### Compiti assegnati:
(1) Riscrivi il brano sui cinquant'anni da "Quando i cinquant’anni" a "non certo forzata.", sostituendo "macchina rossa" con "moto nera".
(2) Prosegui il brano sui cinquant'anni partendo dopo la sua ultima frase.

### Estratto della pagina:

##########

Quando i cinquant’anni sono stati raggiunti e superati con la velocità del suono di una sirena arrabbiata, tre sono le possibilità che rimangono all’uomo che non vuole rimanere ad attendere l’impatto indifeso e inconsapevole: farsi l’amante, farsi una macchina rossa, scrivere un blog. Dato che mi state leggendo (davvero? Mi state davvero leggendo?) avete compreso che ho scartato le prime due ipotesi. E per scelta volontaria e creduta, non certo forzata.

Ma che cosa e perché scrivere? Condividere, o l’illusione di farlo, aiuta spesso a sentirsi in compagnia di fronte alla piccole battaglie della vita: quelle grandi, si sa, le si può affrontare solo in compagnia di se stessi, senza nessuno scudiero o cavaliere al proprio fianco.

La prima delle sfide e quella che affettuosamente potremmo definire di san Giuseppe, che di fatto nomino mio speciale e personale protettore confidando sulla sua ironia e bonomia. In che cosa consiste questa sindrome? Nel sentirsi ovviamente il più imperfetto della famiglia dovendone invece apparire la guida salda. Non che con questo voglia affidarmi a una melliflua umiltà fasulla, l’autocompiacimento di sentirsi negare la denigrazione e gustare così una vanitosa ricompensa per la propria maliziosa modestia. Affatto. Lauto compiacimento può derivare solo dalla concretezza. Non che non sia vanitoso, tutt’altro: la vanità è sempre in agguato, come ben sa il diavolo impersonato da Al Pacino nel mondo degli avvocati.

##########

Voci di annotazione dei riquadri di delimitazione
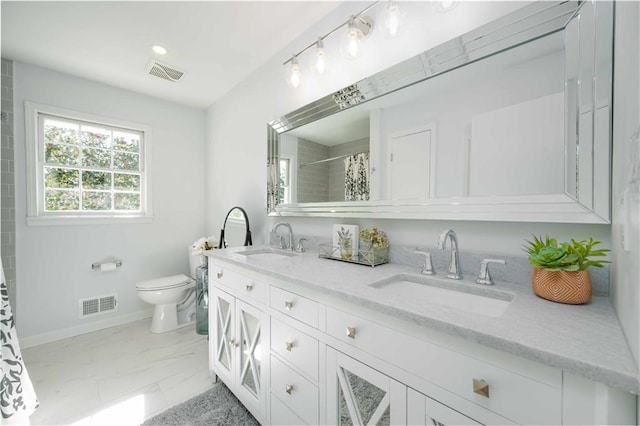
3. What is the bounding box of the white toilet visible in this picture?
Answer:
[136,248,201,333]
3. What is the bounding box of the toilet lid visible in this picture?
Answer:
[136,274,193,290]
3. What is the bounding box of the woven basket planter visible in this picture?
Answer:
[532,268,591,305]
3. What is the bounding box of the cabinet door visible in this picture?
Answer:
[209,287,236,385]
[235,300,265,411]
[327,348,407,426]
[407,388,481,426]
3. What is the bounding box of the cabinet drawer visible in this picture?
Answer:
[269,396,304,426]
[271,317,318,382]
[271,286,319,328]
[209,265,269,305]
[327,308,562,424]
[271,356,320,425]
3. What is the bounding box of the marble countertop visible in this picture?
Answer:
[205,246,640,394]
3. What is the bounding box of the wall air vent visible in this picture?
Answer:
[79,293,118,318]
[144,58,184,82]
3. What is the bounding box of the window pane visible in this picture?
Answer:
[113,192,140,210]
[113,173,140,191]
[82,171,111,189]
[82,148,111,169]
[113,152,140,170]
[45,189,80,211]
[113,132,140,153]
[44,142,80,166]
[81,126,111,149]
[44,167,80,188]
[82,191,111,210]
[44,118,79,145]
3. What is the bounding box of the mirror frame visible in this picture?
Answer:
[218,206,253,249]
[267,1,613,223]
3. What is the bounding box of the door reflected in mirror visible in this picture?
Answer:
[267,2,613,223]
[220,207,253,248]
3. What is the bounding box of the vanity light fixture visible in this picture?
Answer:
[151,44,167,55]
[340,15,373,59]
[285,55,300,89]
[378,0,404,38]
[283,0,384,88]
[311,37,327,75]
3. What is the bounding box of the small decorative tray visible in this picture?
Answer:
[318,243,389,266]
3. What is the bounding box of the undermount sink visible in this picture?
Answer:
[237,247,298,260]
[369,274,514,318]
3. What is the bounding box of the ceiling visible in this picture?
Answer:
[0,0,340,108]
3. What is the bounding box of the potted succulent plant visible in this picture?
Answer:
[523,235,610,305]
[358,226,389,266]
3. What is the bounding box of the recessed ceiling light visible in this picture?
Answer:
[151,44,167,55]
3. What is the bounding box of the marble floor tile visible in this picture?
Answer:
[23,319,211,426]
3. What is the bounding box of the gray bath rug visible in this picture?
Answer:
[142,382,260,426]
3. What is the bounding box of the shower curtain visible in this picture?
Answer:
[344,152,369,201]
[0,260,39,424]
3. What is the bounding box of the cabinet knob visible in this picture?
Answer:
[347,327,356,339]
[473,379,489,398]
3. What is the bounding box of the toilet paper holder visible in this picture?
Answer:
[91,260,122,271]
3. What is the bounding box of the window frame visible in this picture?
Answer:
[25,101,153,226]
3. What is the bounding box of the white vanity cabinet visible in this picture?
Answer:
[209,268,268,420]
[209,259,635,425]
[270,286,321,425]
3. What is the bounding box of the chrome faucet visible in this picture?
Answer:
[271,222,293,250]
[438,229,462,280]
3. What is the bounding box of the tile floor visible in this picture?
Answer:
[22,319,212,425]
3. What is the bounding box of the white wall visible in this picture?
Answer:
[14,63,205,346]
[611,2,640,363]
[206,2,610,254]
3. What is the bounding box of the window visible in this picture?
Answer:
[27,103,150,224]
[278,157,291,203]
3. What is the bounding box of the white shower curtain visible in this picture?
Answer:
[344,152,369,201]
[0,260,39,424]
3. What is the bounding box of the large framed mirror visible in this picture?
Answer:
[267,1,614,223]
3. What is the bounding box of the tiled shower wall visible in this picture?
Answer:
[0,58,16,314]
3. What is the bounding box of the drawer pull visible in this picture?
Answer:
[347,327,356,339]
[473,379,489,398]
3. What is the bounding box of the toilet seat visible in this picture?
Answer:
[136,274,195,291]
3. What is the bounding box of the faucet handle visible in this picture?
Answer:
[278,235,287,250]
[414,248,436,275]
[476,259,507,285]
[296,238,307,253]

##########

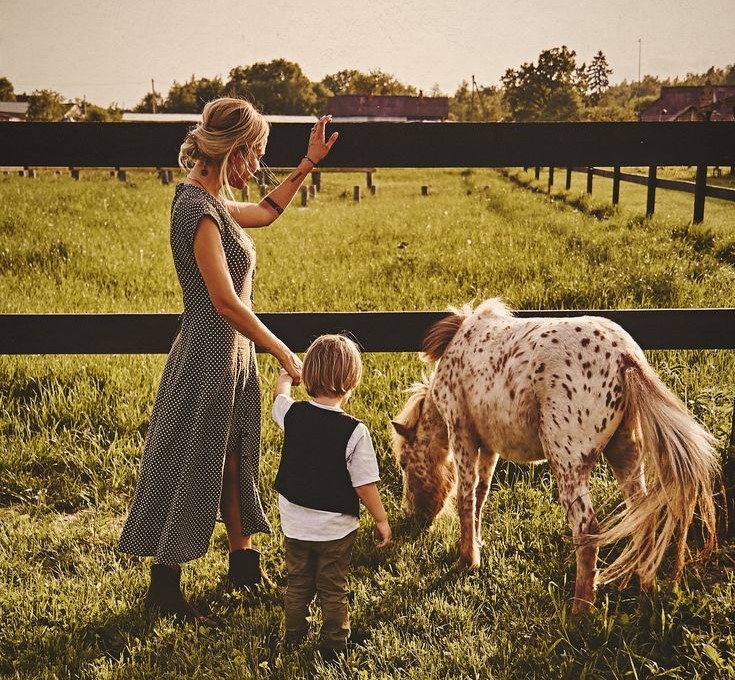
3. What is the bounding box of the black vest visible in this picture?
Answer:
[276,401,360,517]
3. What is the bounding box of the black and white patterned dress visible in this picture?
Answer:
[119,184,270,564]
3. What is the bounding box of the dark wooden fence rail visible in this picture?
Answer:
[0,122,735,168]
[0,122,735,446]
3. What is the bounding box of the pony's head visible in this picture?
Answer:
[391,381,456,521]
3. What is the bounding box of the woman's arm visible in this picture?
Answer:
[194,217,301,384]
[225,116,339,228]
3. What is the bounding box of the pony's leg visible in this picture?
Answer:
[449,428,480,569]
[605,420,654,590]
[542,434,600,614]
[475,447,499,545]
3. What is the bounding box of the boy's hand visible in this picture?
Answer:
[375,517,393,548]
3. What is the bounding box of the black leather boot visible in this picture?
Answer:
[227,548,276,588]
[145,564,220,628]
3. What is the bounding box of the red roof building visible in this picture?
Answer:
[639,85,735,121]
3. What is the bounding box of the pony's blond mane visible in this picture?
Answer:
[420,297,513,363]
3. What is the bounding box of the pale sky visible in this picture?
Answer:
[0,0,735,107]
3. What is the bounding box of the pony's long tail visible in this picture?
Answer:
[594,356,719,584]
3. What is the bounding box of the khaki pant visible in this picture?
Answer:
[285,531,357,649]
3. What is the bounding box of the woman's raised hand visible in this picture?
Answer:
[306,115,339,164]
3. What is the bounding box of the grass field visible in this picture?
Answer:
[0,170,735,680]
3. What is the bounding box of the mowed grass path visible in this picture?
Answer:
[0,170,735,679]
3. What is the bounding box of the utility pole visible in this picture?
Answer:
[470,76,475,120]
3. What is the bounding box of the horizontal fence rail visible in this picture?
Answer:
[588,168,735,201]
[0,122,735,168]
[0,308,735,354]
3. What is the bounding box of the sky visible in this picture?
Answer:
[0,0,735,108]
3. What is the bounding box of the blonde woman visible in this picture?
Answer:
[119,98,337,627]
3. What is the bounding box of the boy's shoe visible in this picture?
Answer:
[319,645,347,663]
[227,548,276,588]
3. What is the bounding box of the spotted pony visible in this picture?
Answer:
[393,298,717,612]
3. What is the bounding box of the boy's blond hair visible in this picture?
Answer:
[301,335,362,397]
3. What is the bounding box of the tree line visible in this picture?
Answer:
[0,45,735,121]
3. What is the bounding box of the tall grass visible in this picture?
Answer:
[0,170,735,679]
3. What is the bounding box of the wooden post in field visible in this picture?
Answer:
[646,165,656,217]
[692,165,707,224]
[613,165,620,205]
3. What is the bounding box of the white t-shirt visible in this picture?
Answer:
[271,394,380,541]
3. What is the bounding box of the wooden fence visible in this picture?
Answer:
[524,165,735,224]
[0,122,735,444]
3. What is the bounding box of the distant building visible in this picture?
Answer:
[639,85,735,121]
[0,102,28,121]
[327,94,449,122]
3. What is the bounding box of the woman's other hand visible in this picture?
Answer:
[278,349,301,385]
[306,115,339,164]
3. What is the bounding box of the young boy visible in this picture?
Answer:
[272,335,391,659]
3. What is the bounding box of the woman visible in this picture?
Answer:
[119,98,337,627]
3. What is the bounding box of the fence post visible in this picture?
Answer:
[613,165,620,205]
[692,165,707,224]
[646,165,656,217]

##########

### Risultati finali:
(1)
Quando i cinquant’anni sono stati raggiunti e superati con la velocità del suono di una sirena arrabbiata, tre sono le possibilità che rimangono all’uomo che non vuole rimanere ad attendere l’impatto indifeso e inconsapevole: farsi l’amante, farsi una moto nera, scrivere un blog. Dato che mi state leggendo (davvero? Mi state davvero leggendo?) avete compreso che ho scartato le prime due ipotesi. E per scelta volontaria e creduta, non certo forzata.

(2)
Gli è che essendo proprio vanitoso e anche intelligente, so bene che l’ambizioso deve attingere a piene mani all’umiltà: per crescere, ambizione che può essere anche nobile e saggia, bisogna capire dove migliorare. E per capirlo non c’è che l’umiltà.
L’ambizioso vanesio e superbo farà una brutta e rapida fine.

Quindi qui sto: con una moglie tendente alla perfezione, pur con difetti marginali che provocano in me tanto irritazioni quanto ammirazione per la loro trascurabile banalità; con tre figli che, come recitano brutti film, hanno preso maggiormente da me i difetti, e quindi non posso accusarli di una eredità che ho trasmesso loro; con un lavoro che amo e che ogni mese mi sfida sempre di più, aiutandomi a non fare mai mia la sicurezza.
Di che scrivere dunque?

Della precarietà, della inadeguatezza che mi rende comico a me stesso, specchio delle cose che ho appreso e che rivedo, con squarciante veridicità, nel mio quotidiano.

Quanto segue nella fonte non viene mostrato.